LATIHAN
Jawablah pertanyaan berikut berdasarkan teks sumber.
1. Dari daerah mana asal anak Betawi yang mempersembahkan blog tersebut?
2. Di acara apa banyak pengunjung terlihat mengenakan cadar?
3. Sampai sejauh mana ujung celana ngatung menurut teks sumber?

Anak Betawi yang Keliling Dunia Lewat Blog

Kate siape anak Betawi kagak bise maju? siape kate anak Betawi pade males dan banyak nyang jadi pengangguran? Bukan maksud nyombong atawe unjuk gigi, aye cuma ngasih tau kalo kagak semue anak Betawi kayak nyang ente kire...

Ini cuman persembahan kecil dari anak Betawi asal Tomang, Jembatan Gantung. Mudah-mudahan bise ngasih semangat sedikit ame semue orang, terutame anak betawi yang masih pade bingung idup mau ngapain? Nyok nyok nyoookk...

Thursday, November 13, 2008

Judulnya Usil

Putri sulung saya bilang, “teman teteh mengaku gerah kalau lihat teteh pakai jilbab terus. Katanya, pasti dia nggak tahan kalau pakai jilbab”. Kemudian saya tanya, “teteh merasa gerah nggak?” jawabnya, “Ya nggak lah, aneh ya, teteh yang pakai jilbab kok teman yang gerah”.

Kemarin, saat berada di Jogja Islamic Book Fair, banyak pengunjung pameran yang mengenakan cadar (penutup wajah). Seorang teman sempat bertanya, “repot nggak ya kalau mau makan?” “bagaimana kita tahu kalau dia tersenyum atau tidak?”. Ini soal keyakinan, adapun soal repot atau tidak, bukan urusan kita. Buktinya mereka masih bertahan dengan cadarnya itu.

Lain lagi dengan para lelaki yang senang mengenakan celana ngatung alias celana yang menggantung, ujung celananya hanya sampai kira-kira sepuluh centimeter di atas mata kaki. Teman yang lain berkomentar, “betah ya mereka pakai celana begitu, kan nggak semua tempat pantas dikunjungi dengan celana model seperti itu”.

Sebenarnya, orang yang mengenakan celana ngatung itu terlihat nyaman dan santai-santai saja. Problemnya justru ada di teman yang berkomentar itu, orang lain yang pakai celana ngatung, kenapa dia yang merasa tidak nyaman. “Nggak betah melihatnya,” komentar tambahannya.

Di tempat lain, sering terlihat orang-orang yang di jalan raya sambil menenteng tas besar berisi beragam produk. Berjalan kaki sambil dipayungi terik matahari, mengenakan kemeja lengan panjang plus dasi! Ada lagi yang berkomentar, “Keren nggak, gerah iya. Panas-panas di jalan raya masih pakai dasi…”

BAGIAN DATA
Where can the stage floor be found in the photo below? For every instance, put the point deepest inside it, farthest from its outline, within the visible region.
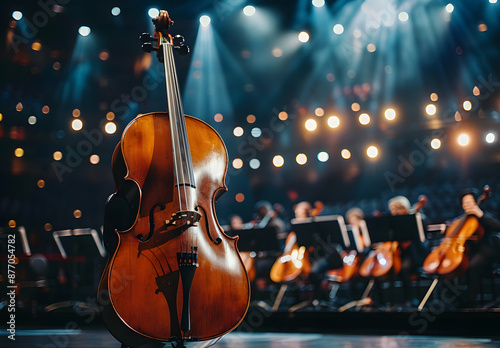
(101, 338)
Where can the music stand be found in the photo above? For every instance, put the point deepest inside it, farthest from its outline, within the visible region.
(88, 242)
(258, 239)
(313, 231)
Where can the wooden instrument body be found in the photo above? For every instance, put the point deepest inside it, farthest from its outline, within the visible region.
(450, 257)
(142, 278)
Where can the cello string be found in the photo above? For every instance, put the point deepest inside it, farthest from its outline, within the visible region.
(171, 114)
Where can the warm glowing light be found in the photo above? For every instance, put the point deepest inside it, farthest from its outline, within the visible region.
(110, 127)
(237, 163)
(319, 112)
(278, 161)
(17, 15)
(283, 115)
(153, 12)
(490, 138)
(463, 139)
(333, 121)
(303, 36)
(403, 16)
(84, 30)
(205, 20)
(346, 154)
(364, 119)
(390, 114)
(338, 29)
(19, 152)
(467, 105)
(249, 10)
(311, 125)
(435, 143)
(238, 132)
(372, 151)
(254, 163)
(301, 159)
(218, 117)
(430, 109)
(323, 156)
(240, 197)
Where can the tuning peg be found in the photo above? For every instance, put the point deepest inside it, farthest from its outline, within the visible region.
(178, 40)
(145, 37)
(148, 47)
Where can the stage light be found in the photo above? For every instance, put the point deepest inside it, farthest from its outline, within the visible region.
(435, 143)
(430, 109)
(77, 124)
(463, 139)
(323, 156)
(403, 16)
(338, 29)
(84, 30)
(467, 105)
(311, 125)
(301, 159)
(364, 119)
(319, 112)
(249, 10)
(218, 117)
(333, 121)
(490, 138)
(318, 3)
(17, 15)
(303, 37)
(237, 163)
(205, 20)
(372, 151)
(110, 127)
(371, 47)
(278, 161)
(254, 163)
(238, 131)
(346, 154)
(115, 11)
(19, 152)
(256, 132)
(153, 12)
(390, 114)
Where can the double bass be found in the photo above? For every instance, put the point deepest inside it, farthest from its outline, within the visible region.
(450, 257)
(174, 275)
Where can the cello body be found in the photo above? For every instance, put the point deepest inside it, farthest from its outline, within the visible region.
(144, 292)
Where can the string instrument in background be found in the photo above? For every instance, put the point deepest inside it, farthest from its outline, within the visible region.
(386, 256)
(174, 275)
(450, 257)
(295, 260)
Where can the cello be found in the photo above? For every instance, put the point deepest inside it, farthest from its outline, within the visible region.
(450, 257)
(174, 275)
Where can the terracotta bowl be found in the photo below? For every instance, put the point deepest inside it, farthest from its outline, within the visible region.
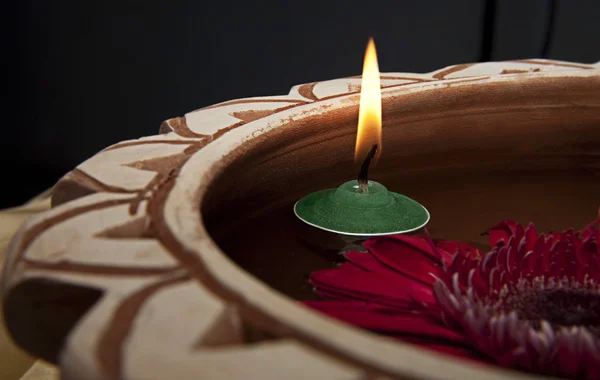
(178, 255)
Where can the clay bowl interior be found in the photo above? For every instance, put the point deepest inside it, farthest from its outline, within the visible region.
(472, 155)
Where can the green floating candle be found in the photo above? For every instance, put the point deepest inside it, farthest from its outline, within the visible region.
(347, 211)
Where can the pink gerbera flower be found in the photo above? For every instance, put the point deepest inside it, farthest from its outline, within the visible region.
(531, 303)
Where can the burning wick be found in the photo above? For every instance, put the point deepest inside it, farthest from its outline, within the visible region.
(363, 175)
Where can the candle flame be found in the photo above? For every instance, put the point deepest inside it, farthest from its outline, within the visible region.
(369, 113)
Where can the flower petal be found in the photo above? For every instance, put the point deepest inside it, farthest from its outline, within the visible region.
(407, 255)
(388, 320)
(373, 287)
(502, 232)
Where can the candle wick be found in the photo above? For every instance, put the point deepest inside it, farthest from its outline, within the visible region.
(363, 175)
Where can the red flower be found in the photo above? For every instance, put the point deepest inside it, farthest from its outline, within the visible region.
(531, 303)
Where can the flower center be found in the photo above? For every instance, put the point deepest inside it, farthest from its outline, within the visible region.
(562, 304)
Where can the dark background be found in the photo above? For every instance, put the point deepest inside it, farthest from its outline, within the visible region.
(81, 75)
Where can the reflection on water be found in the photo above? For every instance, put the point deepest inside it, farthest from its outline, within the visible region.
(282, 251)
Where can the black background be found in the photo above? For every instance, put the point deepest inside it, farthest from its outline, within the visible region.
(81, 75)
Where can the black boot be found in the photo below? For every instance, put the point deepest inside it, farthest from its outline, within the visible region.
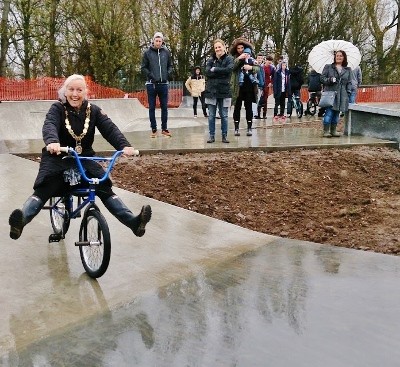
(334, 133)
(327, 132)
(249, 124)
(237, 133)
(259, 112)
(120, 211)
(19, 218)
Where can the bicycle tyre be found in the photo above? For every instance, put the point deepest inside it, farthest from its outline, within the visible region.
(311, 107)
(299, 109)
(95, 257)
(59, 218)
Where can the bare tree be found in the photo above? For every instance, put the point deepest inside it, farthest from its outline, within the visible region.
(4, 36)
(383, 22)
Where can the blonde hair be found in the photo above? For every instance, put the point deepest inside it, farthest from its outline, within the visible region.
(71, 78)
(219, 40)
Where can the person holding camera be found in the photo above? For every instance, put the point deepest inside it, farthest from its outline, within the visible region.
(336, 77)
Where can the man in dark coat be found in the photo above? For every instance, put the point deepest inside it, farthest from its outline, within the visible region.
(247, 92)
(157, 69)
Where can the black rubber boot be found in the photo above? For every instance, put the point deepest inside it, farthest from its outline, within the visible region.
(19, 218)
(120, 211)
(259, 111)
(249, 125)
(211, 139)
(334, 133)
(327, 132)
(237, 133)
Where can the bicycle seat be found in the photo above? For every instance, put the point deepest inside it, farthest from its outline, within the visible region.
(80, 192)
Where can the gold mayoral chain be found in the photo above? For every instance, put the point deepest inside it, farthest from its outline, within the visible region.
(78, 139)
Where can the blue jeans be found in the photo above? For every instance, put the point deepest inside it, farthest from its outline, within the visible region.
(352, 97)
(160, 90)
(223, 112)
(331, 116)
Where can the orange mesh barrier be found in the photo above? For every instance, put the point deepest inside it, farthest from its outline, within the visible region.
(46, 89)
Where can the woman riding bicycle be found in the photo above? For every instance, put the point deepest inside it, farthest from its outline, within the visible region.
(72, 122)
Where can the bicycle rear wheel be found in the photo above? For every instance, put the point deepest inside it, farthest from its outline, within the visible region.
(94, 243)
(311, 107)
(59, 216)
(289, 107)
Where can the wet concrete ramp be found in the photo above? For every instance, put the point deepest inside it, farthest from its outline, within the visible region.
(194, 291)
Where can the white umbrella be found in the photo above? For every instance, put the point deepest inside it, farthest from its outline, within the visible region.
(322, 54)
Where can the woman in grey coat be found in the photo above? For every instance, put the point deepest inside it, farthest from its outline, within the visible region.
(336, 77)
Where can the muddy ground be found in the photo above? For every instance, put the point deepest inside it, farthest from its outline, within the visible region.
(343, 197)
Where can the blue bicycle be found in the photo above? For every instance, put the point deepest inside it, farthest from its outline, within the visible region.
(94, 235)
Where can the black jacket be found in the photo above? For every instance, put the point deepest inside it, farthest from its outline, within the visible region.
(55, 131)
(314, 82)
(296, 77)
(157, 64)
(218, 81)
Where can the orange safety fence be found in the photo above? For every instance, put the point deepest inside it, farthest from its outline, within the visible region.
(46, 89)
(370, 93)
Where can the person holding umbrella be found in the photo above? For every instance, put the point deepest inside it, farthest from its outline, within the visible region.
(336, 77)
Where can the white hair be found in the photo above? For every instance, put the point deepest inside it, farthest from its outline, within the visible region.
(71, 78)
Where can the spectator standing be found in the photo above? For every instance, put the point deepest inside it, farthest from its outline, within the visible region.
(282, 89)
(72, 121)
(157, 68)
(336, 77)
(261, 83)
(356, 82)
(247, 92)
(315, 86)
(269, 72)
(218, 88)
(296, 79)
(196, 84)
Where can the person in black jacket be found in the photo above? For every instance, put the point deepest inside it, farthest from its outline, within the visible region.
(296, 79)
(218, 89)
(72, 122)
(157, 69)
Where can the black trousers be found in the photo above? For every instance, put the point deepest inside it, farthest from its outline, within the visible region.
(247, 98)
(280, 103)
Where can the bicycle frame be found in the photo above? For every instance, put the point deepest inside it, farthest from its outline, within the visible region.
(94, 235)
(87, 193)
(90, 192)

JAWABAN LATIHAN
1. Tomang, Jembatan Gantung.
2. Jogja Islamic Book Fair.
3. Kira-kira sepuluh centimeter di atas mata kaki.